**Task requirements**
Copy out every line of the listing below word for word, leaving out the pictures.

**Exercise materials**

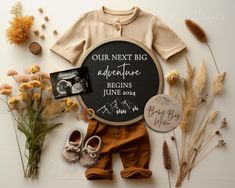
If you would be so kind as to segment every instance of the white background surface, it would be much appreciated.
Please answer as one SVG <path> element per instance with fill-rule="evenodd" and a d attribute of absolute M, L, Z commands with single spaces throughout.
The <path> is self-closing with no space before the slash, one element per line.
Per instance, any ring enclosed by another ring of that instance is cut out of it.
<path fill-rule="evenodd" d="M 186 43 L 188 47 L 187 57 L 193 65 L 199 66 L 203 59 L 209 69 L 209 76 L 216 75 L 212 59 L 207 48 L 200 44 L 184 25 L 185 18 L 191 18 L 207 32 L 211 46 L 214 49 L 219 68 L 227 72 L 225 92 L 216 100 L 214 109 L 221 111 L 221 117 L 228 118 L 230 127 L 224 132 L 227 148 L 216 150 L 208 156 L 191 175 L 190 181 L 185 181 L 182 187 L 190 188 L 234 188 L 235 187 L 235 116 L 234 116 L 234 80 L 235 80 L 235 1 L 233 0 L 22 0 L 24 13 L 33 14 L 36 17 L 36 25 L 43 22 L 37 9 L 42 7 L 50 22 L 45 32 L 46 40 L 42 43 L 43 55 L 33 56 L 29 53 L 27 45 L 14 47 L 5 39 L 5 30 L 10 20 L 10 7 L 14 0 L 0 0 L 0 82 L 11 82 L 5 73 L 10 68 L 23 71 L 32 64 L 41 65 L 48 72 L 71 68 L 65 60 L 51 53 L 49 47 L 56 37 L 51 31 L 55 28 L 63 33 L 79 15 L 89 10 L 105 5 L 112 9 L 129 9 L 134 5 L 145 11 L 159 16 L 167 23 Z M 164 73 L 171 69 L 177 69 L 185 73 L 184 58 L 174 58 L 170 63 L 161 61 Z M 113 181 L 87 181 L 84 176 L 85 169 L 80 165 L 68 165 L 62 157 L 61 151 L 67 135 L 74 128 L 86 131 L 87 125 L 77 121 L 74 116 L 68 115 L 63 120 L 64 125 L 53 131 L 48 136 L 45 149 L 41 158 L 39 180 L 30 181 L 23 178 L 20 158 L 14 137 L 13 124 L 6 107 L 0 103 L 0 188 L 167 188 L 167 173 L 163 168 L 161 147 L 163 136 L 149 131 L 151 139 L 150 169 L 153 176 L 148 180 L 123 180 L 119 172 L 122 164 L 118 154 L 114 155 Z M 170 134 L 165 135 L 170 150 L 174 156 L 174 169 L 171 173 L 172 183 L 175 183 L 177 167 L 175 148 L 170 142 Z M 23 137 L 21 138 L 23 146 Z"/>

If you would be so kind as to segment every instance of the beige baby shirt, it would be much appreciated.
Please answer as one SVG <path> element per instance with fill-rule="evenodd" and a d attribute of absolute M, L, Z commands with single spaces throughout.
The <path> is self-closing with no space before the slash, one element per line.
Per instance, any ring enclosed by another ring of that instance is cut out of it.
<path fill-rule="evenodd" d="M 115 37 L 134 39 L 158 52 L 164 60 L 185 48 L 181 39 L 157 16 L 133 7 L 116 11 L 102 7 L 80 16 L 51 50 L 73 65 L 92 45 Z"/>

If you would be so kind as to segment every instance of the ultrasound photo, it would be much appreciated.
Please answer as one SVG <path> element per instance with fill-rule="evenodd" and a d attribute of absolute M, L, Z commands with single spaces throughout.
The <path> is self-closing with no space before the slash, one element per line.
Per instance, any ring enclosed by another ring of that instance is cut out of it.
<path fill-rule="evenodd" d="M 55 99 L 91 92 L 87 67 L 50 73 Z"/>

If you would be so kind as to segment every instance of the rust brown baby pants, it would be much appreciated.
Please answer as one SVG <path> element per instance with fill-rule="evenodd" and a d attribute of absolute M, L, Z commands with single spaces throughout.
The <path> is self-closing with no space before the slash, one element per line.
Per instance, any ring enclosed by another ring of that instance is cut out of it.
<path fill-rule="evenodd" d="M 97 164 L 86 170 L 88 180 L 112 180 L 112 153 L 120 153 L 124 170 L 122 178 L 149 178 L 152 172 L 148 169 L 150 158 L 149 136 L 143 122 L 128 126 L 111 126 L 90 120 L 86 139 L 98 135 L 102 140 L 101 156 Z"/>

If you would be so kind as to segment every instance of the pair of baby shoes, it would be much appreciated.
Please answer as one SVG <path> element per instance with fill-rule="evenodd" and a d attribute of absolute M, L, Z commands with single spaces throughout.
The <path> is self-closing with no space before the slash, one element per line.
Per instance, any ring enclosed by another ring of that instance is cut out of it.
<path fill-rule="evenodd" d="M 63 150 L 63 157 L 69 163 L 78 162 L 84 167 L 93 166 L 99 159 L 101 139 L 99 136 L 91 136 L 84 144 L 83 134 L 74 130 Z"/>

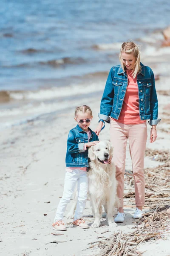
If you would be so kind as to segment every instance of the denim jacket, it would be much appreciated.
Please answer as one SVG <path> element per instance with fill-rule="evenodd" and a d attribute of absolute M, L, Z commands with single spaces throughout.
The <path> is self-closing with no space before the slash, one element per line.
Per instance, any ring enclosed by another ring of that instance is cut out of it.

**Full solution**
If you would be so kind as to segment every instance of the white background surface, it would be much appreciated.
Please answer as one SVG <path> element per instance with fill-rule="evenodd" and a d attribute of absolute M, L, Z commands with single spaces throughout.
The <path> is self-closing with no space before the slash, one element per line.
Per instance, any ring enclosed by another ring of that instance is cut out of it.
<path fill-rule="evenodd" d="M 186 43 L 188 47 L 187 57 L 193 65 L 199 66 L 203 59 L 209 69 L 209 76 L 216 75 L 212 59 L 207 48 L 200 44 L 184 25 L 185 18 L 191 18 L 207 32 L 211 46 L 214 49 L 219 68 L 227 72 L 225 92 L 216 100 L 214 109 L 221 111 L 221 117 L 228 118 L 230 127 L 224 132 L 227 148 L 216 150 L 208 156 L 191 175 L 190 181 L 185 181 L 182 187 L 190 188 L 234 188 L 235 187 L 235 116 L 234 116 L 234 80 L 235 80 L 235 1 L 233 0 L 22 0 L 24 13 L 33 14 L 36 17 L 36 25 L 43 22 L 37 9 L 42 7 L 50 22 L 45 32 L 46 40 L 42 43 L 43 55 L 33 56 L 29 53 L 27 45 L 14 47 L 5 39 L 5 30 L 10 20 L 10 7 L 14 0 L 0 0 L 0 82 L 11 82 L 5 73 L 10 68 L 23 71 L 32 64 L 41 65 L 48 72 L 71 68 L 65 60 L 51 53 L 49 47 L 56 37 L 51 31 L 55 28 L 63 33 L 79 15 L 89 10 L 105 5 L 112 9 L 129 9 L 134 5 L 145 11 L 159 16 L 167 23 Z M 164 73 L 171 69 L 177 69 L 185 73 L 184 58 L 174 58 L 170 63 L 161 61 Z M 113 181 L 87 181 L 84 176 L 85 169 L 80 165 L 68 165 L 62 157 L 61 151 L 67 135 L 74 128 L 86 131 L 87 125 L 77 121 L 74 116 L 68 115 L 63 120 L 64 125 L 53 131 L 48 136 L 45 149 L 41 158 L 39 180 L 30 181 L 23 178 L 20 158 L 14 137 L 13 124 L 6 107 L 0 103 L 0 188 L 167 188 L 167 173 L 163 168 L 161 147 L 163 136 L 149 131 L 151 139 L 150 169 L 153 176 L 148 180 L 123 180 L 119 172 L 122 164 L 118 154 L 114 155 Z M 170 134 L 165 135 L 170 150 L 174 156 L 174 169 L 171 173 L 172 183 L 175 183 L 177 167 L 175 148 L 170 142 Z M 23 137 L 21 138 L 23 146 Z"/>

If you would be so kind as to segment every instance of the beige baby shirt, it would be much appreciated.
Please answer as one SVG <path> element per instance with fill-rule="evenodd" and a d attribute of absolute M, L, Z commands with single spaces throughout.
The <path> is self-closing with no space before the slash, one element per line.
Per instance, any ring enclosed by another ring of that instance is cut out of it.
<path fill-rule="evenodd" d="M 115 37 L 134 39 L 158 52 L 164 60 L 185 48 L 181 39 L 157 16 L 133 7 L 116 11 L 102 7 L 80 16 L 51 50 L 73 65 L 92 45 Z"/>

If you would be so kind as to segment every instance of the ultrasound photo, it would be much appreciated.
Please answer as one SVG <path> element per instance with fill-rule="evenodd" and a d attribute of absolute M, L, Z commands with single spaces throughout.
The <path> is self-closing with no space before the slash, one element per line.
Per instance, any ring enclosed by another ring of that instance is cut out of it.
<path fill-rule="evenodd" d="M 55 99 L 91 92 L 87 67 L 50 73 Z"/>

If you would be so kind as to segment every instance of the rust brown baby pants, it would be much appreciated.
Please answer as one SVG <path> element per instance with fill-rule="evenodd" and a d attribute of absolute M, L, Z commands with single spaces throughout.
The <path> is self-closing with no space before the slash, one element per line.
Per instance, any ring enclosed by another ring of that instance is cut out of it.
<path fill-rule="evenodd" d="M 97 164 L 86 170 L 88 180 L 112 180 L 112 153 L 120 153 L 124 170 L 122 178 L 149 178 L 152 172 L 148 169 L 150 158 L 149 136 L 143 122 L 128 126 L 111 126 L 90 120 L 86 139 L 98 135 L 102 140 L 101 156 Z"/>

If you would be so kind as to segment every instance of the pair of baby shoes, it would be much appreciated.
Please answer as one SVG <path> element per instance with fill-rule="evenodd" and a d attribute of absolute M, L, Z commands with single spaces throughout.
The <path> is self-closing with no space before the slash, one element per line.
Per instance, any ring enclosed by another ring of that instance is cut out of it.
<path fill-rule="evenodd" d="M 63 150 L 63 157 L 69 163 L 78 162 L 84 167 L 93 166 L 99 159 L 101 139 L 99 136 L 91 136 L 84 144 L 83 134 L 74 130 Z"/>

If you would be so kind as to segment every instance of the denim jacket, it would be much appreciated.
Please answer as one SVG <path> element per instance with fill-rule="evenodd" and a d attribute of absolute M, L, Z commands with single spaces throughout.
The <path> is self-closing with no space before the slash, one element per line.
Per instance, any ring enclosed by another ring of that instance is cut out of it.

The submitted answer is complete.